■ **WORK TO BE COMPLETED**
Repeat exactly the lines of the listing from the line containing "Objective — for every instance of the balcony, mark" through its last line, and nothing beyond them.

■ **MATERIAL TO PROCESS**

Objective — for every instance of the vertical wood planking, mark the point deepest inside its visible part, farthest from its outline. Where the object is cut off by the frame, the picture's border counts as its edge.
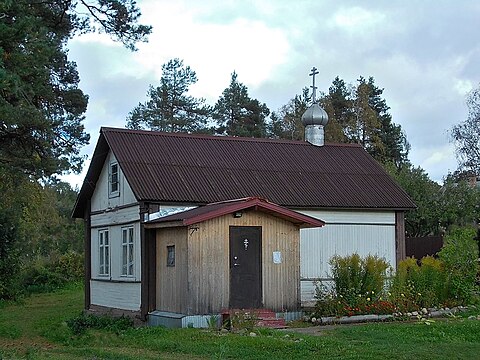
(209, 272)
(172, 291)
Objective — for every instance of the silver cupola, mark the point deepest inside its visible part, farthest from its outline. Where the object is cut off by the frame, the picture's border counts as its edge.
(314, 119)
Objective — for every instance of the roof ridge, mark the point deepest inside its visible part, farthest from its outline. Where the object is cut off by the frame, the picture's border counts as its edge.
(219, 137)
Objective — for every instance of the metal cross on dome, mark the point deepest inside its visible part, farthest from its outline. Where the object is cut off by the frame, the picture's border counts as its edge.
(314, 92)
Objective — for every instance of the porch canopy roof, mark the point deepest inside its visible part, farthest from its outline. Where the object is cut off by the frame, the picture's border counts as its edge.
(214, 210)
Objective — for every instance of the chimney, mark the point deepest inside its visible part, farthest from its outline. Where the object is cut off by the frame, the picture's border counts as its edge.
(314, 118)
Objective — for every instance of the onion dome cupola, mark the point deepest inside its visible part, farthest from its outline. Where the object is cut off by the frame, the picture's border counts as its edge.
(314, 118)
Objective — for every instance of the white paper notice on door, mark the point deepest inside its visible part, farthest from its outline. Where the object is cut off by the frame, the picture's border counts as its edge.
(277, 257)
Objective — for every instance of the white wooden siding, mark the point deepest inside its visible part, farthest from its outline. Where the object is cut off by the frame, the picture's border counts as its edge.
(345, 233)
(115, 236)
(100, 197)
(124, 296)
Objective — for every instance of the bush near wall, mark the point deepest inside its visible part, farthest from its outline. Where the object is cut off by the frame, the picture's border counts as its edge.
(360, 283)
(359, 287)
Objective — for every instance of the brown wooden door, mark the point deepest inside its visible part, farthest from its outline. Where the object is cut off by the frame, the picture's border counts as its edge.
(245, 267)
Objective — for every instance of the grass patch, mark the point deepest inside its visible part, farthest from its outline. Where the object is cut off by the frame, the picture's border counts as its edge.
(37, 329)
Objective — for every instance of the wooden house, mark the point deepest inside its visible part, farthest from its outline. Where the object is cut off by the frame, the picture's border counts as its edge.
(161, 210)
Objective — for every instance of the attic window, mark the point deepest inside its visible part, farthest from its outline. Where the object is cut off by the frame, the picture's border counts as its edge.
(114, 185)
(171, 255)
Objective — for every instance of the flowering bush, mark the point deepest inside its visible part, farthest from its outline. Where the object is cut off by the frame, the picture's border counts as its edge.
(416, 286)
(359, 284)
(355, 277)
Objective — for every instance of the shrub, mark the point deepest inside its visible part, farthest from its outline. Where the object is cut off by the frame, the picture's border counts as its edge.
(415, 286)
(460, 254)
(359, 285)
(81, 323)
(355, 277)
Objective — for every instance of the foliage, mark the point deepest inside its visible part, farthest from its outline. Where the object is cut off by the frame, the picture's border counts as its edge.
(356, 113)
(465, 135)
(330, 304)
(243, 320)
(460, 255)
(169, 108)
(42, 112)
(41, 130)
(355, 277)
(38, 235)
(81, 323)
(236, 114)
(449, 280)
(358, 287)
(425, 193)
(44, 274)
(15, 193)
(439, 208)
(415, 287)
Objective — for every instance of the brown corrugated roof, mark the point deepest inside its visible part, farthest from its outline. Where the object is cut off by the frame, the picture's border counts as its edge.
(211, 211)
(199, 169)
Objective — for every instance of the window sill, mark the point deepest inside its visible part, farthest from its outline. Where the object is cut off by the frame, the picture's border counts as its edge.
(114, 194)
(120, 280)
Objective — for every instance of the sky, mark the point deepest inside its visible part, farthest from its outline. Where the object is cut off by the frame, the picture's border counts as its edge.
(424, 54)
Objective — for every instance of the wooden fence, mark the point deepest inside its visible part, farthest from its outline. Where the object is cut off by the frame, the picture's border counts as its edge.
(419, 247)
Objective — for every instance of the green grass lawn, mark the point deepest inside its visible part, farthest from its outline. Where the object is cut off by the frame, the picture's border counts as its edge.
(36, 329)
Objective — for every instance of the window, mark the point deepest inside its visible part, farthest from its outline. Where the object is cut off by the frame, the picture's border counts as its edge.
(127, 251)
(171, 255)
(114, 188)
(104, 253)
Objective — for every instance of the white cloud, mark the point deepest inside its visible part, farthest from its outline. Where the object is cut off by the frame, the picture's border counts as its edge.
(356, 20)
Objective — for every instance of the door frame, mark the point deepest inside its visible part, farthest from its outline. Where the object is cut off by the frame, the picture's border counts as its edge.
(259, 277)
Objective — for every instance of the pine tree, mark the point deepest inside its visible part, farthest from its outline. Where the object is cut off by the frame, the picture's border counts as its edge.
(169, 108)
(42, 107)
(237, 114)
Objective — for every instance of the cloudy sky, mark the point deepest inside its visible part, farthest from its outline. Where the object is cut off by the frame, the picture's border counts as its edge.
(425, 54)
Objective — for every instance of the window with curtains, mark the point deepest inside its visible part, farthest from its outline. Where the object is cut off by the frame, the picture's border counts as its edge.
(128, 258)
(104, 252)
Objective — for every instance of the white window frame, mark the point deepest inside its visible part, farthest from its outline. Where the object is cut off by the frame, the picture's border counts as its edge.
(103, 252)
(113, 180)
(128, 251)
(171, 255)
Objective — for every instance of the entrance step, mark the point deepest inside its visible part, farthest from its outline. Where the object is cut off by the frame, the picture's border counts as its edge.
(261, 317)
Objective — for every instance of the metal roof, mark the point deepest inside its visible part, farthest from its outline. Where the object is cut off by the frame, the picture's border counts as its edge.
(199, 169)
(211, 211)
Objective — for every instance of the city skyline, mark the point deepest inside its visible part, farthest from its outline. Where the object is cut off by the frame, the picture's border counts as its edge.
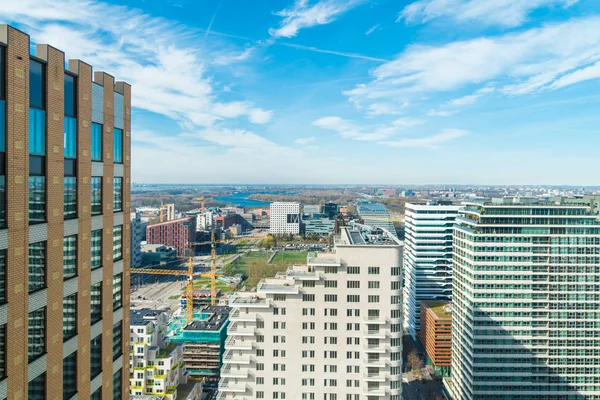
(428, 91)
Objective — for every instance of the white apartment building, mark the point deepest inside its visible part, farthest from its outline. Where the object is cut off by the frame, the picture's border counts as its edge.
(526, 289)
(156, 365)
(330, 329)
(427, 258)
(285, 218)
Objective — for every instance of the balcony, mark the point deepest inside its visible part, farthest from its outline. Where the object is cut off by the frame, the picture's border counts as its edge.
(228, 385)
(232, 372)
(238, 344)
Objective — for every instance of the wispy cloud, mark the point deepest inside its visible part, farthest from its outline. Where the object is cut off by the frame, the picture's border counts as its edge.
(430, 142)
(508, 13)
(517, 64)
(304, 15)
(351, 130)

■ **EXERCISE SOLUTION**
Objective — for every instance of the balcony, mark the point deepest inside its visible part, farthest from its outline. Where the object is cut off by the frame, the picture's border counts as its edge.
(228, 385)
(232, 372)
(238, 344)
Objective — for every instance of the wispy cloud, mark the point deepest inside its visible part, farthest from its outline. Where the object is cut off by the frame, the picture's border counts as its edge.
(430, 142)
(508, 13)
(517, 64)
(304, 15)
(351, 130)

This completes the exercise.